#### Given exercise
Starting at the line that has "Question. Identify the snail in" and continuing through the end of the entries, rewrite those lines with "drop a marker" changed to "place a pin" and nothing else altered.

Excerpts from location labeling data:

········

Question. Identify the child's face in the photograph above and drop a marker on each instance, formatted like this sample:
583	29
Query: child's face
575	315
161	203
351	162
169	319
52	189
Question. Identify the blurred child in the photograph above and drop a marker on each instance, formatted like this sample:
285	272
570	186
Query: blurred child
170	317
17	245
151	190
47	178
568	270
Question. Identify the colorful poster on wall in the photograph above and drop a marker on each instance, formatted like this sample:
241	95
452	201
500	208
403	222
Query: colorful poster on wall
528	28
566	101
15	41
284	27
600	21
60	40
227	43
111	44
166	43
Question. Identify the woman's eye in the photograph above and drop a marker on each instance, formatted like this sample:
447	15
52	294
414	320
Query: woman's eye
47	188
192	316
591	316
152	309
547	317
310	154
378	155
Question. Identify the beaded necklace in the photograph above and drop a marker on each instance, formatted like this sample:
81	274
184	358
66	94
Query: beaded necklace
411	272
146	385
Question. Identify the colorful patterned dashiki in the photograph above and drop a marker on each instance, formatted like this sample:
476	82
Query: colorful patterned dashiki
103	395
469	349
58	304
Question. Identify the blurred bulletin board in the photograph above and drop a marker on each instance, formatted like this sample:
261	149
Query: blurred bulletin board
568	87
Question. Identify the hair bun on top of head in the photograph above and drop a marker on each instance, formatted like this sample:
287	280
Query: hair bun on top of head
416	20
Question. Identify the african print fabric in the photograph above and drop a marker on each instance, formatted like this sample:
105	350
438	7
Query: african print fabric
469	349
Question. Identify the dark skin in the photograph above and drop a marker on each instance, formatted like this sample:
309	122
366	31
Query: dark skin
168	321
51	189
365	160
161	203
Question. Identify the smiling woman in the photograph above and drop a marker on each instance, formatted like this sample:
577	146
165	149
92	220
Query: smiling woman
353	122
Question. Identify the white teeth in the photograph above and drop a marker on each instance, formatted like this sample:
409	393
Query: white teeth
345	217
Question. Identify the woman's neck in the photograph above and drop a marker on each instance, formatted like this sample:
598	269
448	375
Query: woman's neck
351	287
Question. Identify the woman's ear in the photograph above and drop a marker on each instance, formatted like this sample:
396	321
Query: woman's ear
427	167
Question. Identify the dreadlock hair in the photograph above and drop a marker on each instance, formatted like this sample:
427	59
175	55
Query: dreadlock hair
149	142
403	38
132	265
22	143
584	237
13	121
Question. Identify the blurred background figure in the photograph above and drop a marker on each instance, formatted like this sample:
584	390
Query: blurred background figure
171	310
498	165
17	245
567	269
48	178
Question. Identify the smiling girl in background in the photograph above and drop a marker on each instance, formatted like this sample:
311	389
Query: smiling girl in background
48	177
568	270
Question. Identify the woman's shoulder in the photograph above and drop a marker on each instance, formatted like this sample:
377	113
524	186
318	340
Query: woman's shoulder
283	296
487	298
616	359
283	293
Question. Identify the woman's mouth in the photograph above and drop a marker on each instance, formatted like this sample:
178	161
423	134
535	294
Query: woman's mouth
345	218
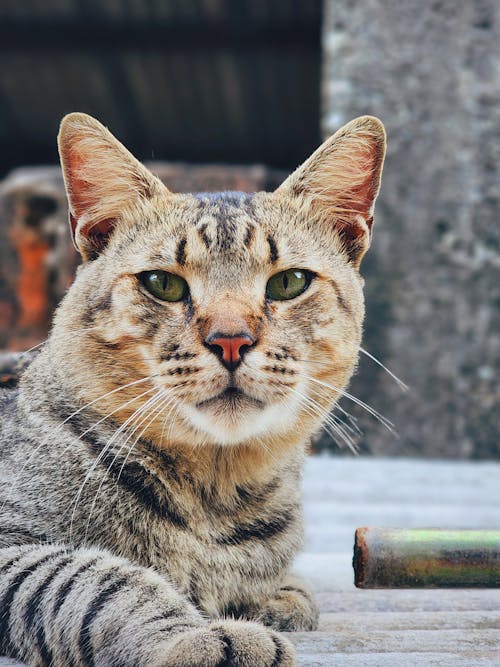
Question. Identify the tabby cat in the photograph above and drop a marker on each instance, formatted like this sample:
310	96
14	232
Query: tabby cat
151	458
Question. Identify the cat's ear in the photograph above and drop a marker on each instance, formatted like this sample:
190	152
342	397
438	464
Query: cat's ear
102	178
341	181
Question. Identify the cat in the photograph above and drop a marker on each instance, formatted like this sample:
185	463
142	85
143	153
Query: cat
151	457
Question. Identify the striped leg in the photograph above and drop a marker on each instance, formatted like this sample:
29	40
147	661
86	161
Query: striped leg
87	608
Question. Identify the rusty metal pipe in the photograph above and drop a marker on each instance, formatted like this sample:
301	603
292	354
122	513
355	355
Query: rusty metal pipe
421	558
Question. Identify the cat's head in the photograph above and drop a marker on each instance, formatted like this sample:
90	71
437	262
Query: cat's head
244	310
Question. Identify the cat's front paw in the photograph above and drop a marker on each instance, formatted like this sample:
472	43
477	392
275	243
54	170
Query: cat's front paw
292	609
229	644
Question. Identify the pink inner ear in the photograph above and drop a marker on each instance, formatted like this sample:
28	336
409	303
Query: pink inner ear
97	233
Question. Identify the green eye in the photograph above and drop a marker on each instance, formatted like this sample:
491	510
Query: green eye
163	285
288	284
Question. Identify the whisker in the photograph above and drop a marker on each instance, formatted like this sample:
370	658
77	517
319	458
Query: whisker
400	383
101	455
383	420
73	414
152	407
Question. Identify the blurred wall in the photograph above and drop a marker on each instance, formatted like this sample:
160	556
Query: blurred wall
431	71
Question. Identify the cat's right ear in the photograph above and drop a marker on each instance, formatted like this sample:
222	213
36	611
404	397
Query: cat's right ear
102	178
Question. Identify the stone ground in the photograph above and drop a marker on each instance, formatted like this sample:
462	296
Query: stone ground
393	628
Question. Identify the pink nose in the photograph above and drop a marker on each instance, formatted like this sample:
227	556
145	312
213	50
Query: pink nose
230	349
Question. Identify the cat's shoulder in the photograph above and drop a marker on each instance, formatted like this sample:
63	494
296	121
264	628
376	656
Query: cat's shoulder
9	421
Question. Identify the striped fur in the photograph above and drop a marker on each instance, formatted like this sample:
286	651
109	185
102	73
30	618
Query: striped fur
145	518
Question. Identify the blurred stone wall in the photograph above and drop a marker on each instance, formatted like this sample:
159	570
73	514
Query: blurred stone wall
431	71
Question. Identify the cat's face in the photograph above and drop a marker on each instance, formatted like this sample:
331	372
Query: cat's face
244	310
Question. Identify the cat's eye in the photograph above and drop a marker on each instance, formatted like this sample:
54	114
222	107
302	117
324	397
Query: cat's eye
163	285
288	284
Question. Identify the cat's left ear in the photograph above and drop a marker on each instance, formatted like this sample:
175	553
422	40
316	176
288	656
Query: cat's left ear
341	181
102	178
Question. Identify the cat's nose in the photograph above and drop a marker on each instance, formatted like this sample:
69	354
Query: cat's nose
229	349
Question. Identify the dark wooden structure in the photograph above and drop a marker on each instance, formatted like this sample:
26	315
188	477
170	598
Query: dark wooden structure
201	80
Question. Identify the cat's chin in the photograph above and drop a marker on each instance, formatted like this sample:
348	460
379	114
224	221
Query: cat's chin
234	417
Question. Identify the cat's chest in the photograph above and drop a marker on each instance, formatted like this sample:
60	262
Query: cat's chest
220	558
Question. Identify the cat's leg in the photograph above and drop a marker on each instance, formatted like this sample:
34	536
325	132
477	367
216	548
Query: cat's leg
292	608
61	607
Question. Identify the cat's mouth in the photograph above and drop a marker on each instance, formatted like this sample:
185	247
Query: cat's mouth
231	397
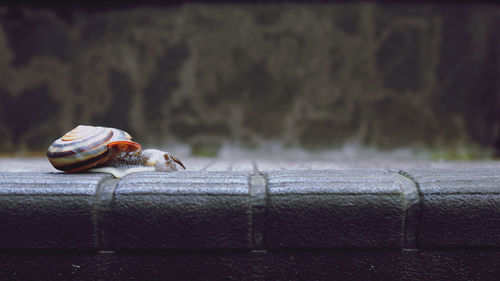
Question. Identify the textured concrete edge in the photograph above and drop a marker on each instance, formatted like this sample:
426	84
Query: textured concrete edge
104	196
259	195
411	201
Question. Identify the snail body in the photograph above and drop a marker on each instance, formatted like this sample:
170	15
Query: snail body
102	149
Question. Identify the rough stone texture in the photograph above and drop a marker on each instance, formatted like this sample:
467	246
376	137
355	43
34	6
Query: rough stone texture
316	76
45	211
332	209
191	210
458	207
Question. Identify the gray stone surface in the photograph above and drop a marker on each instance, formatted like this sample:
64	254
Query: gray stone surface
190	210
334	209
293	218
47	211
458	207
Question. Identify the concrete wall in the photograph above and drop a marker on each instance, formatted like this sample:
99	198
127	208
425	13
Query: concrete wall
313	76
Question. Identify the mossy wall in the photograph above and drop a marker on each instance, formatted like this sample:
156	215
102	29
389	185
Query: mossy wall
306	75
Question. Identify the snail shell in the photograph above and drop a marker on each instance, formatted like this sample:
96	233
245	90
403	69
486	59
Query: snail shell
86	147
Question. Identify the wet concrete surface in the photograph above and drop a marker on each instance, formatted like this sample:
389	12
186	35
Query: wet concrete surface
284	162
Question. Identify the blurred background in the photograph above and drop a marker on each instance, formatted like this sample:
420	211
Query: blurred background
419	77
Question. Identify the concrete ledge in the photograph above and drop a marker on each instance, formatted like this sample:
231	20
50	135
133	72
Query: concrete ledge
370	224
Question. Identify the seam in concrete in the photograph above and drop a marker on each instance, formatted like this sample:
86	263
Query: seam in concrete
411	205
104	196
258	200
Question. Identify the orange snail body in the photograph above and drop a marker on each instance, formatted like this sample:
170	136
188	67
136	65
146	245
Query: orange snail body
88	147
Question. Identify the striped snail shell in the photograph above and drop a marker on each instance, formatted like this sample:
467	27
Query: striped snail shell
86	147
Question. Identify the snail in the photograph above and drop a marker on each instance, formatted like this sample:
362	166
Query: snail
109	150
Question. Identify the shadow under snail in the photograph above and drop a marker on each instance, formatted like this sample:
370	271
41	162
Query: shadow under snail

········

#### Correct output
Question. Identify the snail in the photograph above and place a pin on each instance, formatted like this sample:
362	166
Query: snail
109	150
Question. Identify the shadow under snail in the photograph above and place a pin on each instance, formatted like this sample:
370	271
41	162
Query: shadow under snail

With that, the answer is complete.